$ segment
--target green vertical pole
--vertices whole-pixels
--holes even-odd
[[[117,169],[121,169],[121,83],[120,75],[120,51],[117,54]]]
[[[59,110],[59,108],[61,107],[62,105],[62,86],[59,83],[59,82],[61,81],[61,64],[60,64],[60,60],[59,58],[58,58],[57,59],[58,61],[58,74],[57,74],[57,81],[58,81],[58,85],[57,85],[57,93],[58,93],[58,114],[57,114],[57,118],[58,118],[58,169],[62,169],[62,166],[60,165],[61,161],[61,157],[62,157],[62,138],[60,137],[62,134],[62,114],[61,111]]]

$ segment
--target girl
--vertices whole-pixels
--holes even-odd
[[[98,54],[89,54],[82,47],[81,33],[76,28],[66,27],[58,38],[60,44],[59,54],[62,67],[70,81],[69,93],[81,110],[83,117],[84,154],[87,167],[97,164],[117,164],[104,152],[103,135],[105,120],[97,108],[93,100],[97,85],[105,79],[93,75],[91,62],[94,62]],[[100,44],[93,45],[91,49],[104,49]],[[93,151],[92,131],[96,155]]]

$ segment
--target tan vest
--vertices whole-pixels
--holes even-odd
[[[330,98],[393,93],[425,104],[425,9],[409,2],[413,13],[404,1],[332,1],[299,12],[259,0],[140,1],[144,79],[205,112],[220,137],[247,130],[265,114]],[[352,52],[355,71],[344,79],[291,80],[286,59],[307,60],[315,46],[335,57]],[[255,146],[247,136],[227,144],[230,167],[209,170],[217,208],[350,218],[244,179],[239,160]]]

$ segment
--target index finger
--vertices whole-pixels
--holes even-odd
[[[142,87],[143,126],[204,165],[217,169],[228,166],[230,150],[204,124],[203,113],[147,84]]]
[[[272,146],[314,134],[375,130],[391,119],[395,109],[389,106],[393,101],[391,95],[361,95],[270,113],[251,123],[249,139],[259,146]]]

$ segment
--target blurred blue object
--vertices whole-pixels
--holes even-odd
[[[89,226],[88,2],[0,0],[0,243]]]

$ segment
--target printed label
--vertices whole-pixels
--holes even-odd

##############################

PROBLEM DESCRIPTION -
Extract from the material above every line that contains the string "target".

ANSWER IN FULL -
--target green vertical pole
--target girl
--target tan vest
--target index finger
--target blurred blue object
--target printed label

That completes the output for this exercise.